» Work task:
Below are some records; print every one of them exactly.

» Listed records:
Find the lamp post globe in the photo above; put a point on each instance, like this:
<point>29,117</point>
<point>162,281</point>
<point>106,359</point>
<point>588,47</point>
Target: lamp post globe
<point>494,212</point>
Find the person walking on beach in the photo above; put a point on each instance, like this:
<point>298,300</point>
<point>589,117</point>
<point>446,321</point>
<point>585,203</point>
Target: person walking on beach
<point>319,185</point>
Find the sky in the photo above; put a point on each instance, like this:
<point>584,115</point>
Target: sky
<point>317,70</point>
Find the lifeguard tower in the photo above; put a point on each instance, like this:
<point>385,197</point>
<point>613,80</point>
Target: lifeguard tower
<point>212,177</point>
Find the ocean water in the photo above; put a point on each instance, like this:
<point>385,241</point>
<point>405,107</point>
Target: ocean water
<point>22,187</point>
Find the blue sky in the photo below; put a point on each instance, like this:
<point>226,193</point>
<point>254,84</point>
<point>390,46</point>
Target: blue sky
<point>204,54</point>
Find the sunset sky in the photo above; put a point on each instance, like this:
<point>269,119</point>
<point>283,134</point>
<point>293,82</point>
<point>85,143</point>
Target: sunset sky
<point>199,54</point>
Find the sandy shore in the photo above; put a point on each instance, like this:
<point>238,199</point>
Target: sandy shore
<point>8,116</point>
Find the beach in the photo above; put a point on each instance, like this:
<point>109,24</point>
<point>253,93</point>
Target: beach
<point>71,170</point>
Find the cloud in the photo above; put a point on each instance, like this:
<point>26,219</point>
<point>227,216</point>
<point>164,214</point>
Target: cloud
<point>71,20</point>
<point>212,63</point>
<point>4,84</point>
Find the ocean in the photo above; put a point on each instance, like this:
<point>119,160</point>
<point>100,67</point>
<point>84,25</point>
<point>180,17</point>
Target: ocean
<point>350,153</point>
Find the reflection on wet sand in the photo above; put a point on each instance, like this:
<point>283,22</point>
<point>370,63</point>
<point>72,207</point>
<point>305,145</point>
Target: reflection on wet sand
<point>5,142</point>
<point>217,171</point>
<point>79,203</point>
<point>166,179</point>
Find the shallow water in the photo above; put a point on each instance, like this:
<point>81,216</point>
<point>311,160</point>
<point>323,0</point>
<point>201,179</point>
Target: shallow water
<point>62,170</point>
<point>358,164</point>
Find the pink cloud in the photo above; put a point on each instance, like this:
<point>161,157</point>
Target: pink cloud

» Your solution:
Find the lamp post globe in the photo above; put a point on each instance, like this:
<point>29,117</point>
<point>162,281</point>
<point>106,359</point>
<point>588,47</point>
Target: lamp post globe
<point>494,212</point>
Find the person walking on beach in the photo above; put a point on each instance, like this:
<point>298,300</point>
<point>589,117</point>
<point>446,321</point>
<point>585,203</point>
Target: person walking on beach
<point>319,185</point>
Find the sky in the photo above; put a point on each instance, like this:
<point>584,115</point>
Target: sky
<point>317,70</point>
Find the lifeguard tower in the photo above; put a point on each instance, like this:
<point>385,197</point>
<point>613,80</point>
Target: lifeguard tower
<point>212,177</point>
Find the ocean water in the photo above; put a point on each instance, like this:
<point>385,241</point>
<point>405,107</point>
Target: ocean water
<point>22,187</point>
Find the blue sky in the photo below; put a point on each instance, like this:
<point>226,193</point>
<point>254,84</point>
<point>390,46</point>
Target: blue sky
<point>204,54</point>
Find the sunset sky in the photo above; put a point on each instance, like this:
<point>269,119</point>
<point>283,134</point>
<point>293,82</point>
<point>85,143</point>
Target: sunset sky
<point>199,54</point>
Find the sandy shore in the photo above; put a point on each instance, like this:
<point>238,199</point>
Target: sandy shore
<point>8,116</point>
Find the beach in the photo above; put a point on each instance, like this:
<point>109,24</point>
<point>253,93</point>
Target: beach
<point>71,170</point>
Find the cloud in the photo above; put a point on each instance, like this:
<point>26,219</point>
<point>227,216</point>
<point>164,214</point>
Target: cloud
<point>71,20</point>
<point>212,63</point>
<point>4,84</point>
Find the ocean in the photo above; put a point on each instance, like this:
<point>119,160</point>
<point>100,67</point>
<point>84,25</point>
<point>180,17</point>
Target: ocean
<point>350,153</point>
Find the reflection on wet sand in the photo above; put a point on each instance, like this:
<point>283,22</point>
<point>370,63</point>
<point>72,207</point>
<point>305,145</point>
Target: reflection on wet sand
<point>5,142</point>
<point>217,171</point>
<point>79,203</point>
<point>166,179</point>
Find the shallow water in the photo above; put a point on each instance, like this:
<point>81,216</point>
<point>311,160</point>
<point>323,0</point>
<point>201,179</point>
Target: shallow water
<point>62,170</point>
<point>358,164</point>
Find the pink cloud in the photo above; put a point on each instance, like this:
<point>161,157</point>
Target: pink cloud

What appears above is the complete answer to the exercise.